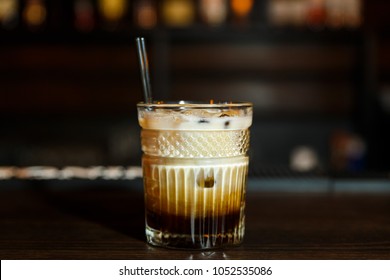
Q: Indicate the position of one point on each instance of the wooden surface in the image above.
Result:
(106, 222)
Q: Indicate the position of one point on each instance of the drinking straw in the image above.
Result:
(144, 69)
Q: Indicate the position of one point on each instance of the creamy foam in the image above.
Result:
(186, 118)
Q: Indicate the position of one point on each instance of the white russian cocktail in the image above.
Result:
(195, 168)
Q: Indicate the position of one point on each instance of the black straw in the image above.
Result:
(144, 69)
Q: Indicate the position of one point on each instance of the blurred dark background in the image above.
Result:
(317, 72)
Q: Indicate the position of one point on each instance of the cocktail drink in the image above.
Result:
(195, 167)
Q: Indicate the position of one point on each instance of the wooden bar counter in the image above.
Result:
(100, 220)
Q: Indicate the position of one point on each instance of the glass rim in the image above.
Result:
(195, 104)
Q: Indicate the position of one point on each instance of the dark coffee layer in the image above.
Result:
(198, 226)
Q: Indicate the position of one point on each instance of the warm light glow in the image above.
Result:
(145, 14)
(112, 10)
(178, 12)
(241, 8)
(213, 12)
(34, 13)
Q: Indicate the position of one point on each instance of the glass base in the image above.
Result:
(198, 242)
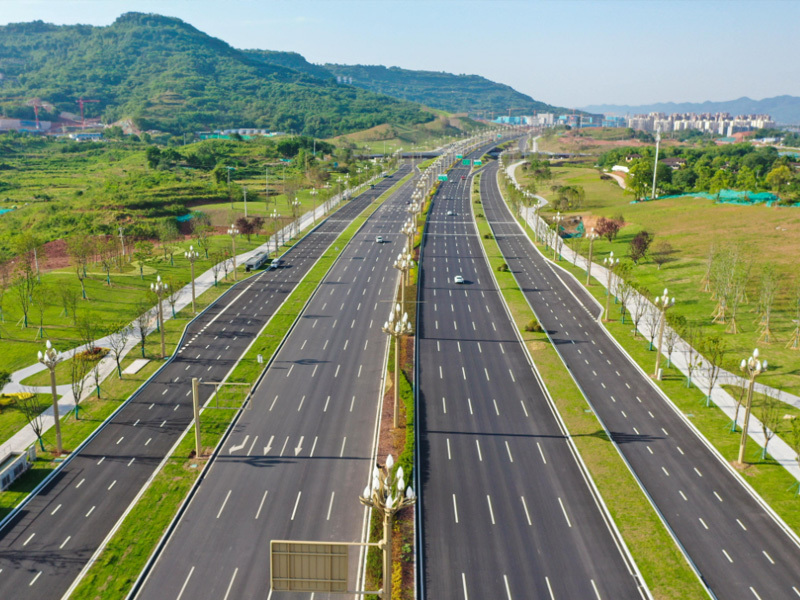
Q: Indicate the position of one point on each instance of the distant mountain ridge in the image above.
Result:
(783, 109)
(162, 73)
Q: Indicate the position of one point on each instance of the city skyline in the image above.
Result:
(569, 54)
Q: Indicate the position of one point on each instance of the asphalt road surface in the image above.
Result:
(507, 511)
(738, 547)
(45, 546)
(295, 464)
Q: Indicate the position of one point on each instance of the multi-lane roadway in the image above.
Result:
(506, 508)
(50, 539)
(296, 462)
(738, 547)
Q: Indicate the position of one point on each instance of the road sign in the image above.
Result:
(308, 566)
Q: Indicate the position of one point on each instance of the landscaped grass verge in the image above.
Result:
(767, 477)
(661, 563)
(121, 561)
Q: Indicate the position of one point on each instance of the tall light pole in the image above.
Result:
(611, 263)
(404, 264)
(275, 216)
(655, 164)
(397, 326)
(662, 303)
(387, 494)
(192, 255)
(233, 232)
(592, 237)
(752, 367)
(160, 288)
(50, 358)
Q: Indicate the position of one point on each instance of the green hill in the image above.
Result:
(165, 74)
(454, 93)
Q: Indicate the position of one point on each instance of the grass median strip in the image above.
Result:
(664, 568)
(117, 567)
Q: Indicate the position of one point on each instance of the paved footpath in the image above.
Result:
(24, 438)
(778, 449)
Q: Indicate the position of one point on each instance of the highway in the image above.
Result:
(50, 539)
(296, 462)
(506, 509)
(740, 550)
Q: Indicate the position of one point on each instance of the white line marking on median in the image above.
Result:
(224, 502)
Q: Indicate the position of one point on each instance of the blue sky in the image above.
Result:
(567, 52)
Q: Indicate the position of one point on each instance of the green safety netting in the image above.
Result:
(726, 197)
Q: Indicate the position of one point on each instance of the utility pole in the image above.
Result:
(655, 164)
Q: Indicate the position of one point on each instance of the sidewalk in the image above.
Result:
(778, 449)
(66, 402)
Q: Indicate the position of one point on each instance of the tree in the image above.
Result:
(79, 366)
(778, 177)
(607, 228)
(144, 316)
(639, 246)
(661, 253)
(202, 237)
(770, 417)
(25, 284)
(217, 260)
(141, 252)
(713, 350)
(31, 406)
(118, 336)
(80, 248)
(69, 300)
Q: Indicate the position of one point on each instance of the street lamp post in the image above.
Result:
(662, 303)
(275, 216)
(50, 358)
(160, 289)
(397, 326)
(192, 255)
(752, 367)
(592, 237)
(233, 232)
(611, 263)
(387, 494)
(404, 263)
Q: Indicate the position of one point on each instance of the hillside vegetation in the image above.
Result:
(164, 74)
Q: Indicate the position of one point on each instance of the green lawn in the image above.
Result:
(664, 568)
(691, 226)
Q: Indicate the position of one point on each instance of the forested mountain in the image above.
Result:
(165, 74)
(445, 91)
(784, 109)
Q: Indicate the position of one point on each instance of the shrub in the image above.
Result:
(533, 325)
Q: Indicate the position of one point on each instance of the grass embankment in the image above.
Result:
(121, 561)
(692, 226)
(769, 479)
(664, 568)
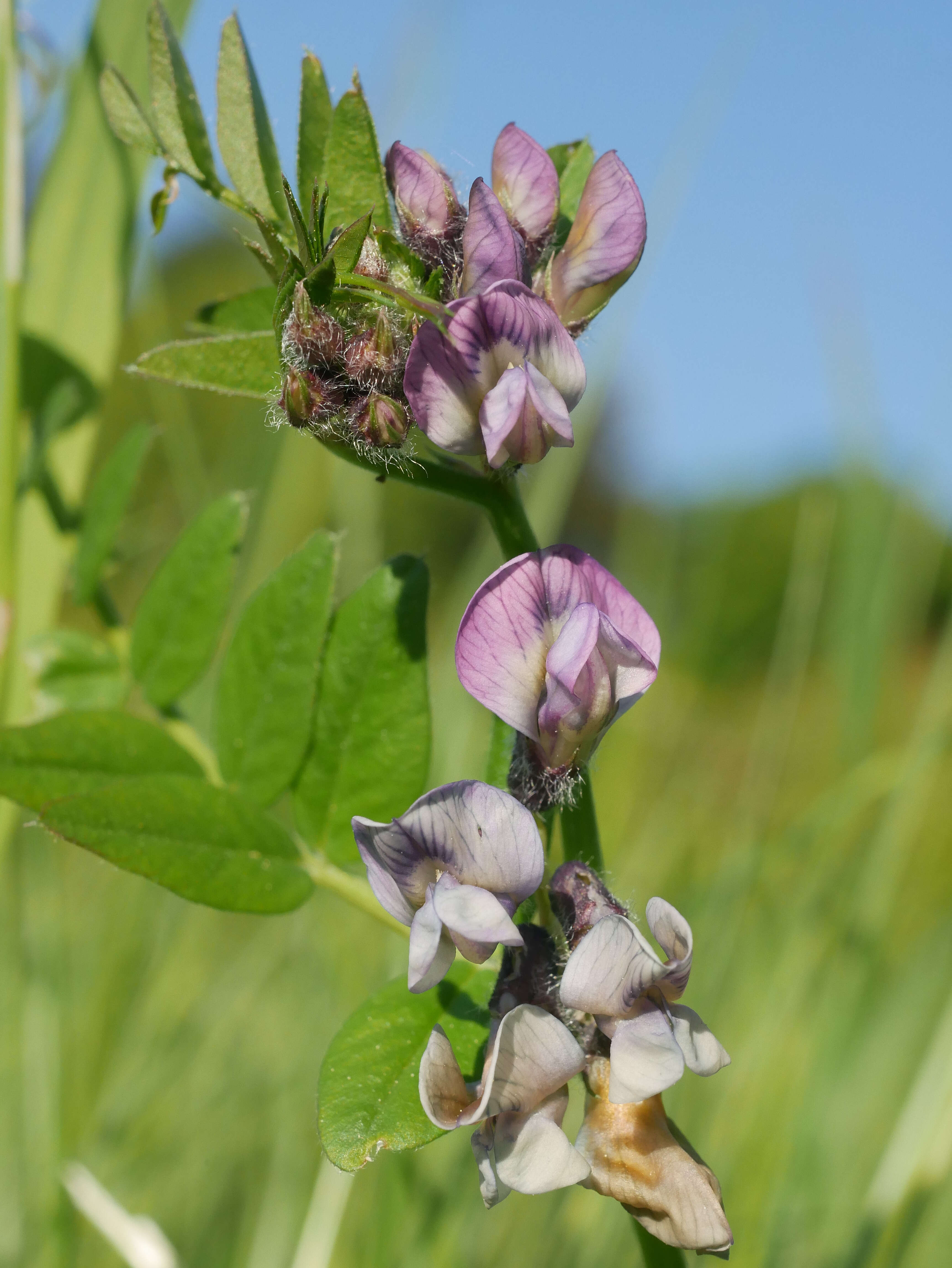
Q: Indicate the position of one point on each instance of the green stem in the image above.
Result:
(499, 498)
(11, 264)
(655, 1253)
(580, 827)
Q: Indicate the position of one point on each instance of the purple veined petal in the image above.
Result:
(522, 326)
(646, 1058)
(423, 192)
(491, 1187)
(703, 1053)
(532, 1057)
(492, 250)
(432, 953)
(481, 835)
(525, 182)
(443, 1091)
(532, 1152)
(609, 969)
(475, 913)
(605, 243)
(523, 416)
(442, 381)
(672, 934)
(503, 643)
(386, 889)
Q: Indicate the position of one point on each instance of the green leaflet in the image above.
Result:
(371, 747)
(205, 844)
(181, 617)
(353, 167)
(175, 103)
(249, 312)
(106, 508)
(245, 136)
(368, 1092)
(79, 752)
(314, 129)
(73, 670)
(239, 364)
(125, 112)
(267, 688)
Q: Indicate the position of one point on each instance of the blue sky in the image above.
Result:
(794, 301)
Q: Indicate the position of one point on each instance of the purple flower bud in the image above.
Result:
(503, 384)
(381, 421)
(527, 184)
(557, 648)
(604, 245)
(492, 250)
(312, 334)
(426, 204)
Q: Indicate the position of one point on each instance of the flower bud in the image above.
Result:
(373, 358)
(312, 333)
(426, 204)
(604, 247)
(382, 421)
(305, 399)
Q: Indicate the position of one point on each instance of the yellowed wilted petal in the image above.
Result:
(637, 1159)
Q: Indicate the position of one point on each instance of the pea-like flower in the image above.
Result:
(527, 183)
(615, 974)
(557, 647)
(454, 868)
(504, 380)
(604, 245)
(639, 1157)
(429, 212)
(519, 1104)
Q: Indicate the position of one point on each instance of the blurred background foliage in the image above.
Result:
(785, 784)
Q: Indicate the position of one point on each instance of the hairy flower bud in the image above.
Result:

________________________

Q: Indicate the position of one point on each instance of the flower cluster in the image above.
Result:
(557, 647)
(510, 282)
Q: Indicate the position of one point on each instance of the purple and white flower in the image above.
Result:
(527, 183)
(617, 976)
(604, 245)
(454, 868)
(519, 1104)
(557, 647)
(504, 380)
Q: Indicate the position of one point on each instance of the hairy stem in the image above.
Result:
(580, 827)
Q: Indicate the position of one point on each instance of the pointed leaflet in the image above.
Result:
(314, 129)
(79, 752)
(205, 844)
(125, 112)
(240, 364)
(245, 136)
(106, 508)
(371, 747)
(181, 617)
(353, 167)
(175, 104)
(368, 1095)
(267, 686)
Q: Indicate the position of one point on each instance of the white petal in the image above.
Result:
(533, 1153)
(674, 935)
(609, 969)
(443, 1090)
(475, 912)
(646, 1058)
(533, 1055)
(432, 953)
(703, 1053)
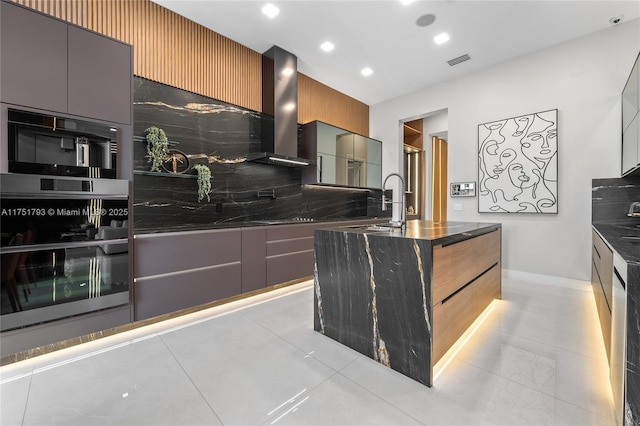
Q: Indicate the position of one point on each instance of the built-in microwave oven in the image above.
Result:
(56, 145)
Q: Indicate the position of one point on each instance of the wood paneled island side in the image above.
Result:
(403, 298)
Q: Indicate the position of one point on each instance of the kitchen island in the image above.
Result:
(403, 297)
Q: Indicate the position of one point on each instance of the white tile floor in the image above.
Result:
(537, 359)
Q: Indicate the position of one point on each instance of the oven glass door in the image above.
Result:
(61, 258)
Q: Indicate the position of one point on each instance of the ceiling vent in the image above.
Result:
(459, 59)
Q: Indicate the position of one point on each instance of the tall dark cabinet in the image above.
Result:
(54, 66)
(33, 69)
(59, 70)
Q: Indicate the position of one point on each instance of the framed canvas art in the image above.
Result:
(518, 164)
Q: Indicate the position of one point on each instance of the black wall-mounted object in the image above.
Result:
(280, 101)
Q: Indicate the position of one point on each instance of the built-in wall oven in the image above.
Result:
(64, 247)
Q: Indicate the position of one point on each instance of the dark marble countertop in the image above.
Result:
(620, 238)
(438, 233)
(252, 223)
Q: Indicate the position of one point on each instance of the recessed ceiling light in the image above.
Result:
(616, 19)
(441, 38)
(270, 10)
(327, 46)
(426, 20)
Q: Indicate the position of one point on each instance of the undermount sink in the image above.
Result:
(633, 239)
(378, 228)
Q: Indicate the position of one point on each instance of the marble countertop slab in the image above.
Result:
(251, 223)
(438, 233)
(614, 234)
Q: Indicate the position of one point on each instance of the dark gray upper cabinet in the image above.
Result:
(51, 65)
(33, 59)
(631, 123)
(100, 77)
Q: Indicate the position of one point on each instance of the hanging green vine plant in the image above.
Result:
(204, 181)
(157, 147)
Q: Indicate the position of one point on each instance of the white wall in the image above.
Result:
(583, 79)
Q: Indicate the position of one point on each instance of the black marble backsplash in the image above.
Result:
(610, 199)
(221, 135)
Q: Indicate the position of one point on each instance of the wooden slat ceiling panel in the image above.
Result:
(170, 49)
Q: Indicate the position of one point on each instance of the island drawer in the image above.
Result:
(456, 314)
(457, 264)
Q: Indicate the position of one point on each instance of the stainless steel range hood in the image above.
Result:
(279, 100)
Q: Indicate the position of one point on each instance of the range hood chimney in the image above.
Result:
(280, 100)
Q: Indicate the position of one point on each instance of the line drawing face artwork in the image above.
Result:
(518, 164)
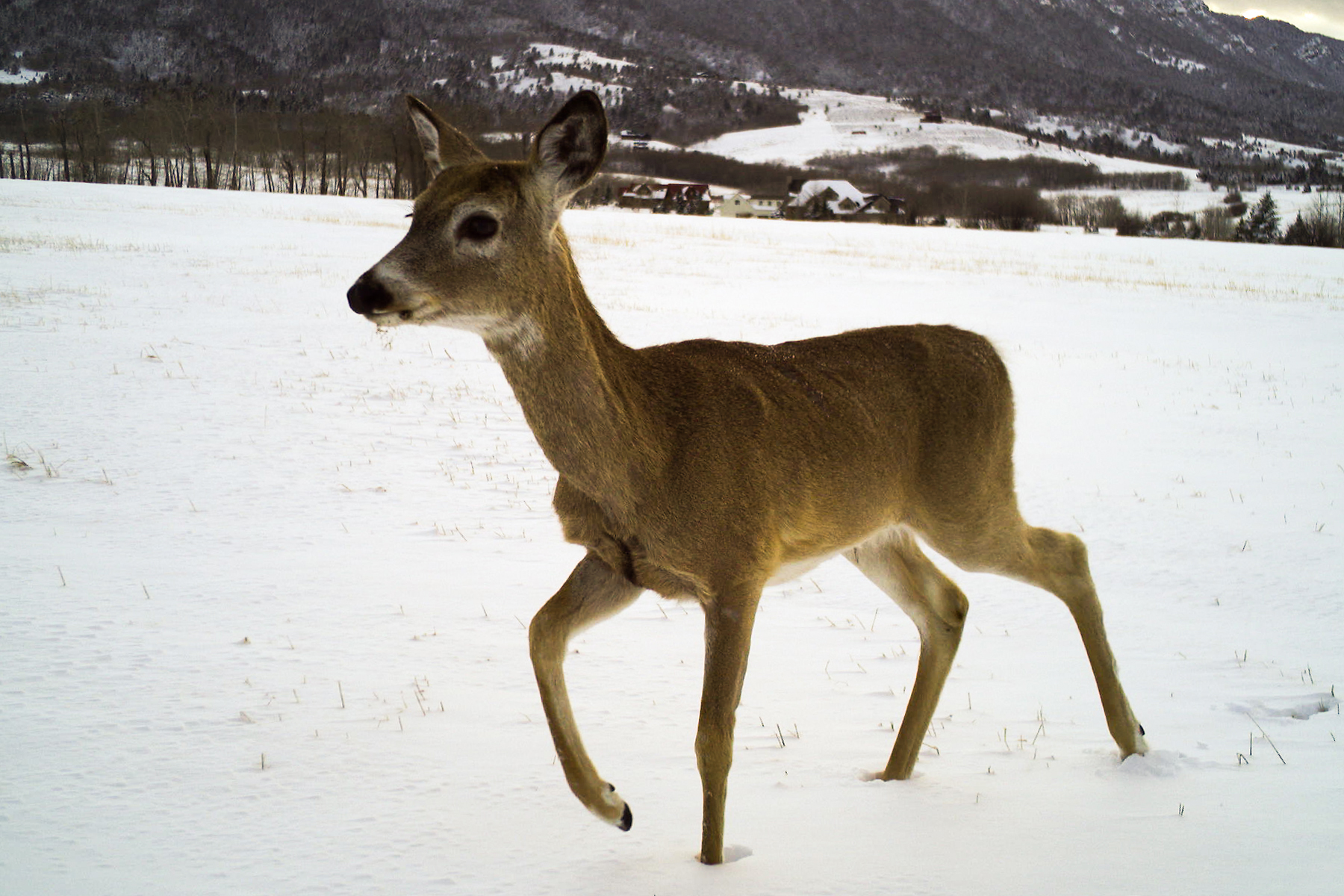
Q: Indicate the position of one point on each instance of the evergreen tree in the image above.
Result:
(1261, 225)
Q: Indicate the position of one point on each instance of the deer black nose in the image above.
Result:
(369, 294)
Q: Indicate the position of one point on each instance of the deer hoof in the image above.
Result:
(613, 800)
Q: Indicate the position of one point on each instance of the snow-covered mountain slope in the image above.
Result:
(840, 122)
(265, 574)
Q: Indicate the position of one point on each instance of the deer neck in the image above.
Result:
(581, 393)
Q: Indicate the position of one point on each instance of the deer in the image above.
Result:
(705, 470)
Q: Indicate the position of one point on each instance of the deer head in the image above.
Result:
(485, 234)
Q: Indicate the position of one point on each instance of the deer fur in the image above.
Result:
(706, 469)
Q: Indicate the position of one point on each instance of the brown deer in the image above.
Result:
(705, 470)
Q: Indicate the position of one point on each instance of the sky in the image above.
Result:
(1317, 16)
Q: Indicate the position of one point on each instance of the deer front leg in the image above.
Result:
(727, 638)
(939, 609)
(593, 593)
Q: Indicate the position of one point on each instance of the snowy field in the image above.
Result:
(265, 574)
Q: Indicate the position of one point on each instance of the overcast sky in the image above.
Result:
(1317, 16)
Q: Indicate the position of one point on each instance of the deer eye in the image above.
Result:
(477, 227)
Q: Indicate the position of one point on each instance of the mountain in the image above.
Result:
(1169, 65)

________________________

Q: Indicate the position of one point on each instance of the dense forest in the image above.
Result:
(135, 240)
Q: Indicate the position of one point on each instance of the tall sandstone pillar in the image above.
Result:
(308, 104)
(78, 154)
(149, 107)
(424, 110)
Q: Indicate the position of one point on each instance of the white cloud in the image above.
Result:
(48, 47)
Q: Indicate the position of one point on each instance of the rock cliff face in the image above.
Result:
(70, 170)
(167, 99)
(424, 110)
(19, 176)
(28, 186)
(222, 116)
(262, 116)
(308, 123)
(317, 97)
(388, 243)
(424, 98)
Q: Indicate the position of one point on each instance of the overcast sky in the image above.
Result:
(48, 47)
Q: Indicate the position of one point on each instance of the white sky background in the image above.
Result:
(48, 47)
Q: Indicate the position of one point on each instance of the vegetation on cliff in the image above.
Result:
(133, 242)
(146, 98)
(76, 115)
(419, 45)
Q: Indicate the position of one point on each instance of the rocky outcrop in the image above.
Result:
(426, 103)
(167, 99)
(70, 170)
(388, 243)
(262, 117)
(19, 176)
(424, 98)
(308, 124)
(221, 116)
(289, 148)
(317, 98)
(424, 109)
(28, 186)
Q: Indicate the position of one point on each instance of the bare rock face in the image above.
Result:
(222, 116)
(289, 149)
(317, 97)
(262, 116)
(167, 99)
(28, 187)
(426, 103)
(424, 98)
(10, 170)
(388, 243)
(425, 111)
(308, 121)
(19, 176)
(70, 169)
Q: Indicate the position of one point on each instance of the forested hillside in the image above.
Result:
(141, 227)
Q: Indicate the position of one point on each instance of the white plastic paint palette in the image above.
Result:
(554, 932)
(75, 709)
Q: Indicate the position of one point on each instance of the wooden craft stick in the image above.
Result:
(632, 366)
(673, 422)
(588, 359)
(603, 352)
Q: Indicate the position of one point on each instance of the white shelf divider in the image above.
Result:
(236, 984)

________________________

Find each line in the records above that contains the string "grass", matching case exactly, and copy those lines out in full.

Q: Indicate the position of one point on each instance of the landscaped grass verge in the image above.
Q: Indicate the position of one point on each instance of the grass median strip in the image above.
Q: Indicate the position of one point on each instance of the grass embankment in the image above.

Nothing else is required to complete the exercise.